§ **Text passage**:
Where to start with the Conservatives’ “Buy British” promises to end EU state aid rules?
The obvious point is that dumping rules that prevent governments subsidising domestic firms will make it much harder to strike a trade deal with the EU after Brexit. Limiting state aid is pretty much fundamental to the EU’s very existence and operations; arguably the story of the EU since the late 1980s is a story of trying to drag European politicians away from protecting favoured sectors and firms and opening their economies up to cross-border competition.
Of course, that story isn’t much told in the UK where, thanks not least to the sort of journalism once practiced by Boris Johnson, most people believe the EU is an exercise in anti-competitive protectionism. Perhaps that was once true, but then came the Single Market and leaders including a certain Margaret Thatcher, who turned the EU into something very different.
The politics of this are clear. Johnson thinks the people on whom his re-election depends want Brexit to mean more “buy British” policies and a state that can rescue companies on which some areas rely for employment.
And perhaps in a few places, a greater freedom to subsidise failing firms might go down well, for a while. But in the long run, and across the economy as a whole, it’s simply impossible to see how this could benefit consumers and standards of living.
The idea that underpins Thatcher’s Single Market is that markets (meaning investors and customers) know better than politicians how to allocate capital to maximise returns. State aid is, in the end, about delivering better for taxpayers (who don’t have to bail out failing firms) but more importantly for consumers, who benefit from firms competing against one another for their custom with cheaper, better products. Competition really does work. The UK economy needs more of it, not less. And more state aid means less competition.

§ **Input data**:
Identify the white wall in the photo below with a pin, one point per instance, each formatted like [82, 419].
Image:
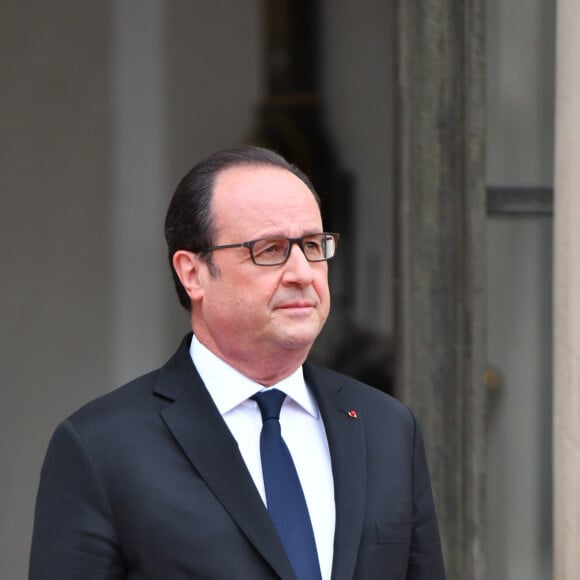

§ **Requirement A**: According to the text on EU state aid rules, what does Johnson think the people on whom his re-election depends want Brexit to mean?
§ **Requirement B**: Translate this sentence from the text on EU state aid rules into Spanish: "And more state aid means less competition."
§ **Requirement C**: Pick up the text on EU state aid rules after its last sentence and continue it.
The data plays no part in the work that comes after the text.

§ **Task response A**: More "buy British" policies and a state that can rescue companies on which some areas rely for employment.

§ **Task response B**: Y más ayudas estatales significan menos competencia.

§ **Task response C**:
I’m not a starry-eyed free marketeer. I spend a lot of time arguing for a more realistic approach to markets, which rarely work as well as the textbooks predict, especially for people on low incomes. But the answer to such problems is generally better and stronger rules, properly enforced, not by arbitrary injections of public money. The critics, including the Corbynites, have a point in their diagnosis of the UK economy. The game is not always being played as it should be. But that means the state should be a better referee, not a player.
The fact that a Conservative Prime Minister is proudly promising to junk state aid rules that underpin the Single Market Thatcher helped build is one of the most eloquent statements yet about how far Brexit has changed the Conservative party.
It’s also another brutal example of how the reality of post-Brexit policy compares to the rhetoric of the referendum. Remember all those swashbuckling Brexiteers who promised that outside the tyrannical grip of the EU and its red tape, buccaneering Britain would be able to strike out into the global economy as a champion of free markets and free trade? I wonder where they are today.
P.S. If – and it’s still an “if” for several reasons – Johnson does make good on this promise, expect real trouble in Scotland. EU state aid rules have so far helped stop the SNP administration in Edinburgh bailing out and propping up Scottish firms. Scrap those rules and the only thing stopping such tartan subsidies will be ministers in London. And what could be more helpful to the Nationalist cause than wicked Tories in London trying to serve Scottish voters by supporting Scottish jobs?